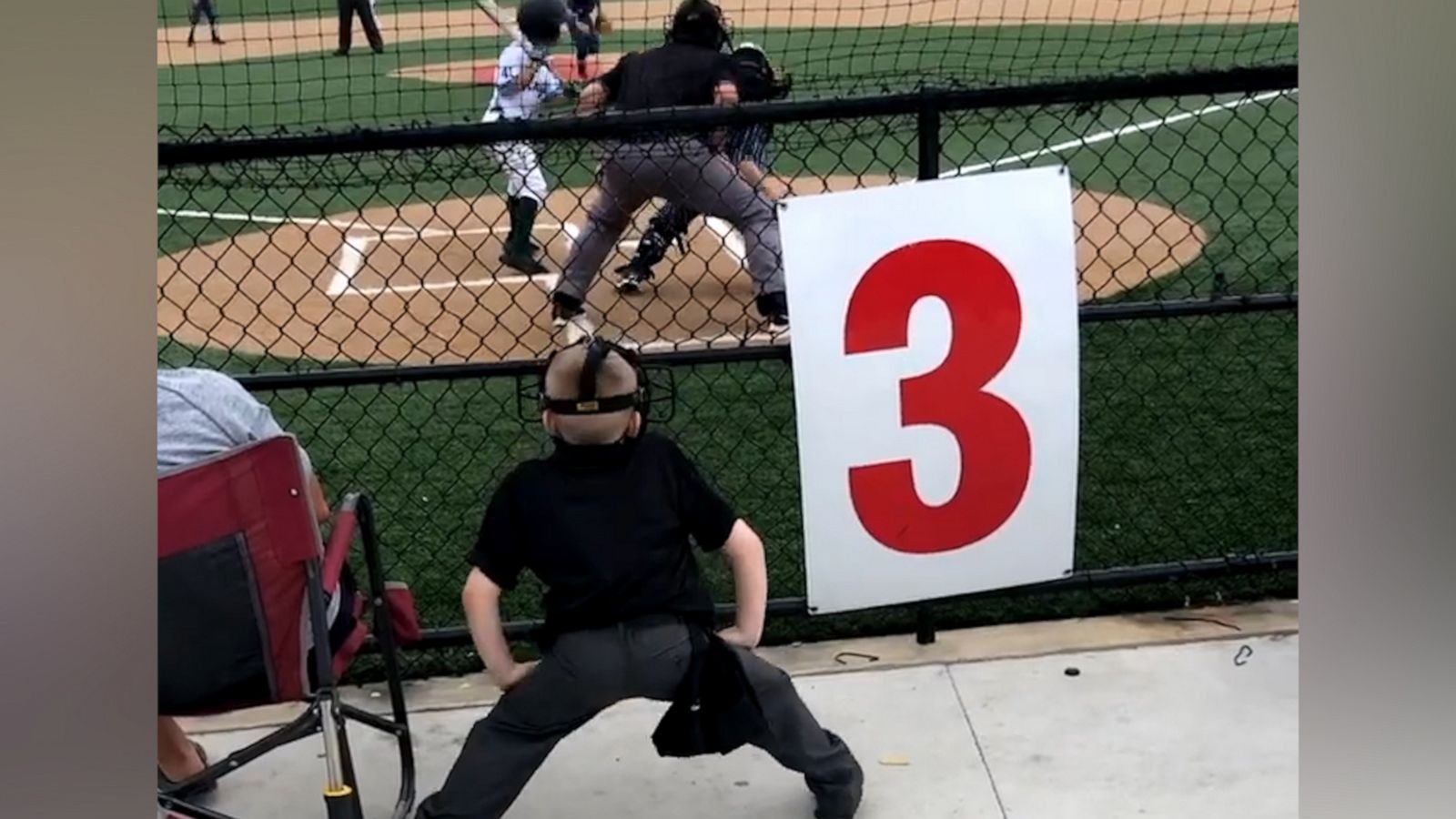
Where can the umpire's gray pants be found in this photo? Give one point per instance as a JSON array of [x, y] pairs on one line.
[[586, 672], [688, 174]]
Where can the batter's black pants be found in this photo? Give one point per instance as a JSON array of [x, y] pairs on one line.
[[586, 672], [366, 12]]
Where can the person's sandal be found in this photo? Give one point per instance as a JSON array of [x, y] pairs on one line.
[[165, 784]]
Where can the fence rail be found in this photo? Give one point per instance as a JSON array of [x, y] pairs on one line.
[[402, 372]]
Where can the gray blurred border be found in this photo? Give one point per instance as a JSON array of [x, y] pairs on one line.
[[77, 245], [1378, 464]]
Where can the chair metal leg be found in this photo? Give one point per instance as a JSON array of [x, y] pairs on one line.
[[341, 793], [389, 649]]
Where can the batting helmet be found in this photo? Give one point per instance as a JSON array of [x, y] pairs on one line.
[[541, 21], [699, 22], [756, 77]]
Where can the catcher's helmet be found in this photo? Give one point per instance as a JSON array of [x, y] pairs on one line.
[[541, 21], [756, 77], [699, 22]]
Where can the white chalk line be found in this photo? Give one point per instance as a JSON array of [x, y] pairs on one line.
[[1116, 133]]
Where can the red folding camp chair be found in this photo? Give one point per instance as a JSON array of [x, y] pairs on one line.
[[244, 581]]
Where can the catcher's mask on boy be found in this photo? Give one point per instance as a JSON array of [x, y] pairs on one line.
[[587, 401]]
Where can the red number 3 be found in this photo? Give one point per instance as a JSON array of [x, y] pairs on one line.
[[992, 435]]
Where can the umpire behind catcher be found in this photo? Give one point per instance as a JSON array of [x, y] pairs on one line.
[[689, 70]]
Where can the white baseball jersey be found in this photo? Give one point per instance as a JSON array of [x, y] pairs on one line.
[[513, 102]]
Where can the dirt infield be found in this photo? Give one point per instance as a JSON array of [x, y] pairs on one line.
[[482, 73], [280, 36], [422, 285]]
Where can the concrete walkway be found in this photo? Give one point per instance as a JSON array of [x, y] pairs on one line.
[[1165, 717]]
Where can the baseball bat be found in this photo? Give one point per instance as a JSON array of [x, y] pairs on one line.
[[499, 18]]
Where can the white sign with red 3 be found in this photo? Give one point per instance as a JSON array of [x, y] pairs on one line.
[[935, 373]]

**DIRECTIONS:**
Switch every "Give" in the items above to "Return" and write all the items out again with nothing else altered. Omit the pictures from the output.

**FINAL RESULT:**
Where can the umpire's gray pants be found in this photo? Return one point per instance as a JSON array of [x, y] pairs on one line.
[[586, 672], [688, 174]]
Where can the batter's black pants be found in this photo? Return one point per instance as a JSON array of [x, y] pairs on one line.
[[586, 672], [366, 12]]
Where can the person's sandal be found in this photo? Return one point per instance as a JSON array of [x, y] pairs on one line.
[[165, 784]]
Where can the fence rail be found in this photo? Return one point per instance as a JSON array of [x, y] pairs on one line.
[[402, 372]]
Where can the gray blurred border be found in this photo? Return one point per instance as a JSON array of [x, y] pairs on one line.
[[77, 245], [1378, 464]]
Where can the chair metal leg be found in this photo? Return one point per instance as a JSON array of [x, y] pairs on one line.
[[341, 793], [389, 649]]
Where can the batting helmet be found in this photo? Return one point per instance as a JSON array of [x, y] pairs on one line.
[[541, 21], [699, 22], [756, 77]]
Where can the catcher's helmet be found in this photo? Return one point per instance as a JSON array of [x, y] pairs on one line.
[[541, 21], [756, 77], [699, 22]]
Where can the white chalk line be found in this photo? Return one point per instance as a JSON array of [x, y] pairs on one line.
[[1116, 133]]
Where can the red folding camp chair be found in this photo? Return one point per instance as a JSON array of [x, y] pairs on one line.
[[244, 581]]
Where can the catcher's mask on boy be found in this photo? Return one point per instance as a JSON array of [x, y] pairs on one line.
[[587, 401]]
Where can the red number 3 be found in this photo? Return one point per instance as a JSON array of [x, y] pairs on one line.
[[992, 435]]
Where can the umpire behind catcher be found in this photo? Return one point per instance as a JSON array of [x, y] pairs on one line.
[[689, 70]]
Where can the white baseball jersey be found in this photo? Return one point per instance as a JSON array of [x, y] pairs on one line.
[[513, 102]]
Where can the dirt infield be found in this photo? Return one point per instance as a JSON array of [x, y] pairs on one line.
[[482, 73], [280, 36], [422, 285]]
Where can the concrete walkway be found in this photo? Return one point per instance as a JSON array of [x, y] pairs on one line.
[[1165, 717]]
Where can the baseball bat be found in this photo? Return one point per instance as a JSON array of [x, y] pairs on one line.
[[499, 18]]
Where can the white sign with red 3 be found in this photo? Return one point per instance as a JSON array of [x, y] pairs on one line.
[[935, 373]]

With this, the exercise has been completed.